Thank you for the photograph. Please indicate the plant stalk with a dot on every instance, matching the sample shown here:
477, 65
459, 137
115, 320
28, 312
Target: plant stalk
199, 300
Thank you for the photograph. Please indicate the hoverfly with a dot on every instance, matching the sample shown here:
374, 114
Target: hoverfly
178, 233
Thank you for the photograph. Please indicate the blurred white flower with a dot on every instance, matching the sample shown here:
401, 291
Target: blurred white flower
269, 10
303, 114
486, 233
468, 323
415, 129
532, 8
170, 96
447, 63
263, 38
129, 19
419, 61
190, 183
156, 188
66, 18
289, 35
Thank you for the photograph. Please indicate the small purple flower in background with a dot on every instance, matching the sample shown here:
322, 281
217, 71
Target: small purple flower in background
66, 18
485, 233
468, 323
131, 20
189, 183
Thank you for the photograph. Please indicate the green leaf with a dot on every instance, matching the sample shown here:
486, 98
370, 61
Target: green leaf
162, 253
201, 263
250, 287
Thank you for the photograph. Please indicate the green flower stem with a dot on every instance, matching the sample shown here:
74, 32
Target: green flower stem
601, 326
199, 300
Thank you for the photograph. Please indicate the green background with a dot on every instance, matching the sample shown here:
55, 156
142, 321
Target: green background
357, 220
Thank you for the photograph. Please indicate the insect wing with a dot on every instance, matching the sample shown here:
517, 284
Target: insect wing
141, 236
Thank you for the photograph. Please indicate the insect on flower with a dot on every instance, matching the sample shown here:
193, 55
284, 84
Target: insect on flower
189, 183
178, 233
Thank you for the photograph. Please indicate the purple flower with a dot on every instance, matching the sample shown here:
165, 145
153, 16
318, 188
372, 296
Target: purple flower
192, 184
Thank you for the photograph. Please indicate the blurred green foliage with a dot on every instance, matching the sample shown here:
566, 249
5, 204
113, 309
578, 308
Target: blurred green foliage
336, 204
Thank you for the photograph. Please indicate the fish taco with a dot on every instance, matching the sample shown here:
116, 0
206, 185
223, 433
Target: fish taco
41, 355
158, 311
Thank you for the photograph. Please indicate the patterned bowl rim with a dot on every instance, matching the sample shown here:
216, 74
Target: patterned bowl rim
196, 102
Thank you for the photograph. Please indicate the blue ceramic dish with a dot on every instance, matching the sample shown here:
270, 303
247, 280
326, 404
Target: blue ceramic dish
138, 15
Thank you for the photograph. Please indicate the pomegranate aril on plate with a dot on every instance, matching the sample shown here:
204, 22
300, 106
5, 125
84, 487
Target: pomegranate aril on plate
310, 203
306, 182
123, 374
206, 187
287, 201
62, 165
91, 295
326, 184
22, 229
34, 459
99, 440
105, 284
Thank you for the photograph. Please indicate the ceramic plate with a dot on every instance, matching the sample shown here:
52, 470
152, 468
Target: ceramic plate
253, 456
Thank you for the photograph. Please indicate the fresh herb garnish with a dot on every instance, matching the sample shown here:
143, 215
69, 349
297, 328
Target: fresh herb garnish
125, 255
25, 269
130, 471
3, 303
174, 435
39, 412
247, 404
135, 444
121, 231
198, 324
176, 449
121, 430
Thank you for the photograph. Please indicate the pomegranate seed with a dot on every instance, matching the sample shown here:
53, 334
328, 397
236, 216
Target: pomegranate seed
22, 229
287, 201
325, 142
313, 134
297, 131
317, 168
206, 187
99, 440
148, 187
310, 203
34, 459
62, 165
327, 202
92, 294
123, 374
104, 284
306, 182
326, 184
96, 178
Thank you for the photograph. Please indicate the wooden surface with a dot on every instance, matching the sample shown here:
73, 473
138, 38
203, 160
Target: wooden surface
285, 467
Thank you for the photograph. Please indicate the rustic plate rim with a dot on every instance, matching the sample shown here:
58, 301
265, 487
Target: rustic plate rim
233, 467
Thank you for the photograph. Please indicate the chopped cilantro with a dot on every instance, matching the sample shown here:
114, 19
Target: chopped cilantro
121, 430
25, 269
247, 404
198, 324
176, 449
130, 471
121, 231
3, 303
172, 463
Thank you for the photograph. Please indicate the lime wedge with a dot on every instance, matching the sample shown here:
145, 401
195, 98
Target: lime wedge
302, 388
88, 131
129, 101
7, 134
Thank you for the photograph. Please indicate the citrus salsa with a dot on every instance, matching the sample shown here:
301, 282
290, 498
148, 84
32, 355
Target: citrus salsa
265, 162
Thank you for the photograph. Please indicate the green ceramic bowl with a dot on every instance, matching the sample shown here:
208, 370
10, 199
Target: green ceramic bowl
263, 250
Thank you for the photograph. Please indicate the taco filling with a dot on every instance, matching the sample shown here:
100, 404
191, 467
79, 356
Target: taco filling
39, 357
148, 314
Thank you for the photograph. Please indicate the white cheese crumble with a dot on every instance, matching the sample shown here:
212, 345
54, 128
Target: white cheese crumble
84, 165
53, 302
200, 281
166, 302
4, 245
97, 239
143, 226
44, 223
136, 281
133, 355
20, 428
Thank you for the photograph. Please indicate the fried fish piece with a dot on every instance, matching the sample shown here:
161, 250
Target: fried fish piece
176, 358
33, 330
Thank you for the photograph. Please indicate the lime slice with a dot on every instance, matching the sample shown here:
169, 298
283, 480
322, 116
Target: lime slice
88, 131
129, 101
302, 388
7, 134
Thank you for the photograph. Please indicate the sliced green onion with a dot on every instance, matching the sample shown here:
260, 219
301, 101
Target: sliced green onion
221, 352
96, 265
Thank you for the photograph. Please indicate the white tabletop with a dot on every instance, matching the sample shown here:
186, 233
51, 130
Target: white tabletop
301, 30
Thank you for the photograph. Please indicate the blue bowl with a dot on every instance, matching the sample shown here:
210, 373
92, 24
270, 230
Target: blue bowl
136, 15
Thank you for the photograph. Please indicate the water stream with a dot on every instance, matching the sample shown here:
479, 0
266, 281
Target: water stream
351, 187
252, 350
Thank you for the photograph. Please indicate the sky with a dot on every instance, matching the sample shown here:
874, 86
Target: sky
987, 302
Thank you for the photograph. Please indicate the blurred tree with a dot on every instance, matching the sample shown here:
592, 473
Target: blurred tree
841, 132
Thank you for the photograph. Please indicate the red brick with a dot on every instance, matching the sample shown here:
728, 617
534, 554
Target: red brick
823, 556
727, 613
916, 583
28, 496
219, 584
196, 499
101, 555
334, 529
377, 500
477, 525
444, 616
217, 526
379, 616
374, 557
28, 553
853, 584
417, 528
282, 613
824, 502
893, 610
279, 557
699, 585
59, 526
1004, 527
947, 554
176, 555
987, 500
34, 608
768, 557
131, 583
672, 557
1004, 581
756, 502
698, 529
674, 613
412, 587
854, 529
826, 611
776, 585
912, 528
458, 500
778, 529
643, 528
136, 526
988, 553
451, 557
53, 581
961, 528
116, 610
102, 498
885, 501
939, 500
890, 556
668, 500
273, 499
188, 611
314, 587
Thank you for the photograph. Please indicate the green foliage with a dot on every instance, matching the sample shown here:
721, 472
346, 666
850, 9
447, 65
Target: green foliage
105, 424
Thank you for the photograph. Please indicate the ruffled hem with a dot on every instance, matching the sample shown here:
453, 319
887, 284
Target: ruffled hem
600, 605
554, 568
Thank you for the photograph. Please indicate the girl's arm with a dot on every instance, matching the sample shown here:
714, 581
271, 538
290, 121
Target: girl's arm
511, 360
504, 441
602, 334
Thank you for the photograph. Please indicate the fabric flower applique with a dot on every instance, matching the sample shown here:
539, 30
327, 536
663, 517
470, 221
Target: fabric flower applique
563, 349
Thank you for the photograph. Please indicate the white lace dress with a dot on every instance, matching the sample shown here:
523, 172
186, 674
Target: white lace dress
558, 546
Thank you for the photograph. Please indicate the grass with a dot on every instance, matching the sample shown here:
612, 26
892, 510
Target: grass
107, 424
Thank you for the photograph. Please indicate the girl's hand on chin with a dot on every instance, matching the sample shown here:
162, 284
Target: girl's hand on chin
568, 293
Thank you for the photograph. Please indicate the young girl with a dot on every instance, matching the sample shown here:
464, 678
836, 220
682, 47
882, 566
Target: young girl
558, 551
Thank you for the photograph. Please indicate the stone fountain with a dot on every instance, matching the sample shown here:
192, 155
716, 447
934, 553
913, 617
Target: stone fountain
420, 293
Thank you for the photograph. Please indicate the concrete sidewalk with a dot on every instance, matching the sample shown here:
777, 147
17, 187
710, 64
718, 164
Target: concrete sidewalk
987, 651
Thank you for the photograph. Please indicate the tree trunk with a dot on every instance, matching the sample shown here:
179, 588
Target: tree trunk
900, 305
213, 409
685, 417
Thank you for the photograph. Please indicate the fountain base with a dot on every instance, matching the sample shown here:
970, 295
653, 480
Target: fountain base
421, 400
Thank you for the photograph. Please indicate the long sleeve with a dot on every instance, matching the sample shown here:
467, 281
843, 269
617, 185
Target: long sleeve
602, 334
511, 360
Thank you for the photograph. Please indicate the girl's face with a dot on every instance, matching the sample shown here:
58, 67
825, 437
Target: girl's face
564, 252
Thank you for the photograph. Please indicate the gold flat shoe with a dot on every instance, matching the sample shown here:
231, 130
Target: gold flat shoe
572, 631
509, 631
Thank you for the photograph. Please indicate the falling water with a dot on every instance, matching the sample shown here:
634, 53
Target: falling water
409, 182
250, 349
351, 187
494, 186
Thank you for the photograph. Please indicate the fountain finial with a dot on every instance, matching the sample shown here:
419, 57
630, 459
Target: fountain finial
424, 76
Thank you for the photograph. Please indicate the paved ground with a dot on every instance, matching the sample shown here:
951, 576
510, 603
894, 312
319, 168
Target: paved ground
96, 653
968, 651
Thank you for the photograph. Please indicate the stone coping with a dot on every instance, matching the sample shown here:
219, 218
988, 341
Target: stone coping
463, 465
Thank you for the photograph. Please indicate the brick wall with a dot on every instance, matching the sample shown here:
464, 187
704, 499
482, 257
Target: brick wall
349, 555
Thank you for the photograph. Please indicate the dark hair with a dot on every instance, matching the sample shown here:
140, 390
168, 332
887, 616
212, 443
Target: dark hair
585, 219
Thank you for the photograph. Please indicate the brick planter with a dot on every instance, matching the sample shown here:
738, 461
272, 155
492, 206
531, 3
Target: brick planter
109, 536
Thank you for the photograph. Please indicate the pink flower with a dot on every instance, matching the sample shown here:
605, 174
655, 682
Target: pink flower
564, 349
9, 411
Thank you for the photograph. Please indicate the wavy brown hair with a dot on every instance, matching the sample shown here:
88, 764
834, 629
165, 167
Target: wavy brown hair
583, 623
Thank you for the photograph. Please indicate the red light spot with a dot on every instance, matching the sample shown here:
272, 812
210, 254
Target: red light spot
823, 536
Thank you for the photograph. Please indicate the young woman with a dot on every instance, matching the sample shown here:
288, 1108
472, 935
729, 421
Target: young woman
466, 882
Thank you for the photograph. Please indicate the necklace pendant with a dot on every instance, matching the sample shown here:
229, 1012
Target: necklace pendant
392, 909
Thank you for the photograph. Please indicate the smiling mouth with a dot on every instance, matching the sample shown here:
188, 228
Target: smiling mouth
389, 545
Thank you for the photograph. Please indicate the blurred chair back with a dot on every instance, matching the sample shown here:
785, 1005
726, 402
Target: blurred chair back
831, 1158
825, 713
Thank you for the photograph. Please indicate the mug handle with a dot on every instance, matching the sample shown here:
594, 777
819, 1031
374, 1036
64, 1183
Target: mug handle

=======

> **WHAT IS ASKED**
Write out, word for word, the line containing "Thank you for the photograph. Please indicate the necklace" and every line after it to the end of the data above.

> **FINISHED TASK**
Thank you for the photograph. Please indicate the necklace pendant with a dot on every instance, matching the sample shown here:
229, 1012
Target: necklace pendant
392, 909
Thank you for the photograph. Please indicate the smiling mouth with a dot on every instance, matching the sample shown here:
188, 228
Target: smiling mouth
389, 545
Thank you for the photograph. Please indicate the blurred chair back with a dot on every instance, matching the sample shown here:
785, 1005
726, 402
Target: blurred chair back
831, 1158
825, 713
Thank you for the photograph. Please indicate the mug handle with a dot on every instance, matching the sample shown here:
594, 777
819, 1031
374, 1036
64, 1183
Target: mug handle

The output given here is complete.